==== SOURCE

“The microcredit lobby got poverty wrong: it is not about supply, it is about demand”, argues Milford Bateman, Visiting Professor of Economics at the University of Juraj Dobrila, Pula, Croatia. The results of Bateman’s research were presented at the second conference of the LSEE Research Network on Social Cohesion in SEE.
The end of the Yugoslav civil war in late 1995 saw the international development community arrive in Bosnia to help reconstruct a shattered newly independent country. One of the standard neoliberal policy interventions demanded of the new Bosnian government was the concept of microcredit; the provision of small loans – microloans – to facilitate the establishment of informal microenterprises and self-employment ventures. The international community was in very firm agreement that microcredit would generate a powerful bottom-up impetus behind reconstruction and development in Bosnia. Massive amounts of international aid were soon forthcoming to get a microcredit industry started. By 2009, Bosnia possessed one of the most extensive microcredit sectors in the world, second in per capital penetration only to the iconic home of microcredit – Bangladesh.
Microfinance penetration by country (and region) in 2008
Microcredit advocates soon began to claim that ‘hundreds of thousands’ of new jobs were being created. Then President of Women’s World Banking, Nancy Barry, was sufficiently confident in the progress being made to make the claim that “any war-torn country should look to Bosnia as a role model“.
The world gets excited about the supposed power of microfinance…
…but it’s all based on mistaken claims
Unfortunately, all of these claims for positive impact are mistaken. In fact, the sour reality that we must now face up to today is that the microcredit experiment in Bosnia has been an outright calamity for its people. So what happened? Several inter-related negative impacts help to account for what transpired. First, we need to note right away that almost all of the microcredit provided in Bosnia actually went into consumption spending rather than into stimulating investment in new and expanded microenterprises. Unfortunately, this substitution of debt for non-existent income led to very many poor individuals beginning a journey into deep and irretrievable ‘microdebt’, a process not helped at all by high real interest rates charged by increasingly commercially-minded microcredit institutions (MCIs). When in 2009 Bosnia’s microcredit experiment turned from boom to bust, the problem of over-indebtedness had reached a crescendo.

========
==== SUPPLIED RECORDS

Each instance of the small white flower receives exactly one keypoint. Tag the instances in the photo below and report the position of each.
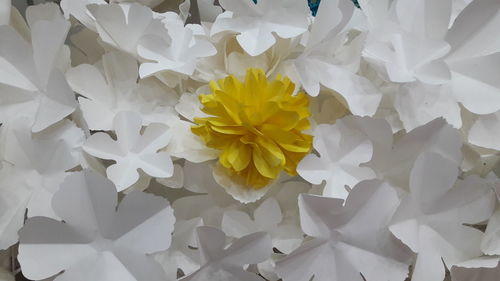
(132, 150)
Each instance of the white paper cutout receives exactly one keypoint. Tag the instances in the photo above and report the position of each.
(430, 219)
(30, 85)
(123, 25)
(178, 55)
(347, 240)
(341, 150)
(486, 131)
(106, 94)
(394, 165)
(225, 264)
(132, 150)
(256, 23)
(418, 104)
(182, 253)
(97, 241)
(484, 269)
(324, 59)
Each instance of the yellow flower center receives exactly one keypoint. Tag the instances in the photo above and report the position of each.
(257, 125)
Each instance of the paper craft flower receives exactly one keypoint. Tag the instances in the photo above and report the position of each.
(431, 218)
(123, 25)
(348, 240)
(97, 240)
(342, 148)
(28, 179)
(106, 93)
(35, 88)
(256, 22)
(257, 125)
(225, 264)
(132, 150)
(178, 54)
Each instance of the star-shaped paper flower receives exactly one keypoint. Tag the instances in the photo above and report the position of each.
(348, 241)
(132, 150)
(226, 264)
(123, 25)
(267, 217)
(31, 85)
(177, 54)
(34, 165)
(257, 126)
(342, 148)
(431, 218)
(106, 94)
(420, 42)
(256, 22)
(325, 62)
(97, 240)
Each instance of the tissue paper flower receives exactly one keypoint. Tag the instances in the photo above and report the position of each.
(342, 149)
(257, 125)
(348, 240)
(256, 23)
(132, 150)
(97, 240)
(431, 218)
(295, 139)
(106, 94)
(31, 85)
(225, 264)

========

WHAT YOU HAVE TO DO: Duplicate the entire article about microcredit in Bosnia from above, word for word.

CORRECT ANSWER:
“The microcredit lobby got poverty wrong: it is not about supply, it is about demand”, argues Milford Bateman, Visiting Professor of Economics at the University of Juraj Dobrila, Pula, Croatia. The results of Bateman’s research were presented at the second conference of the LSEE Research Network on Social Cohesion in SEE.
The end of the Yugoslav civil war in late 1995 saw the international development community arrive in Bosnia to help reconstruct a shattered newly independent country. One of the standard neoliberal policy interventions demanded of the new Bosnian government was the concept of microcredit; the provision of small loans – microloans – to facilitate the establishment of informal microenterprises and self-employment ventures. The international community was in very firm agreement that microcredit would generate a powerful bottom-up impetus behind reconstruction and development in Bosnia. Massive amounts of international aid were soon forthcoming to get a microcredit industry started. By 2009, Bosnia possessed one of the most extensive microcredit sectors in the world, second in per capital penetration only to the iconic home of microcredit – Bangladesh.
Microfinance penetration by country (and region) in 2008
Microcredit advocates soon began to claim that ‘hundreds of thousands’ of new jobs were being created. Then President of Women’s World Banking, Nancy Barry, was sufficiently confident in the progress being made to make the claim that “any war-torn country should look to Bosnia as a role model“.
The world gets excited about the supposed power of microfinance…
…but it’s all based on mistaken claims
Unfortunately, all of these claims for positive impact are mistaken. In fact, the sour reality that we must now face up to today is that the microcredit experiment in Bosnia has been an outright calamity for its people. So what happened? Several inter-related negative impacts help to account for what transpired. First, we need to note right away that almost all of the microcredit provided in Bosnia actually went into consumption spending rather than into stimulating investment in new and expanded microenterprises. Unfortunately, this substitution of debt for non-existent income led to very many poor individuals beginning a journey into deep and irretrievable ‘microdebt’, a process not helped at all by high real interest rates charged by increasingly commercially-minded microcredit institutions (MCIs). When in 2009 Bosnia’s microcredit experiment turned from boom to bust, the problem of over-indebtedness had reached a crescendo.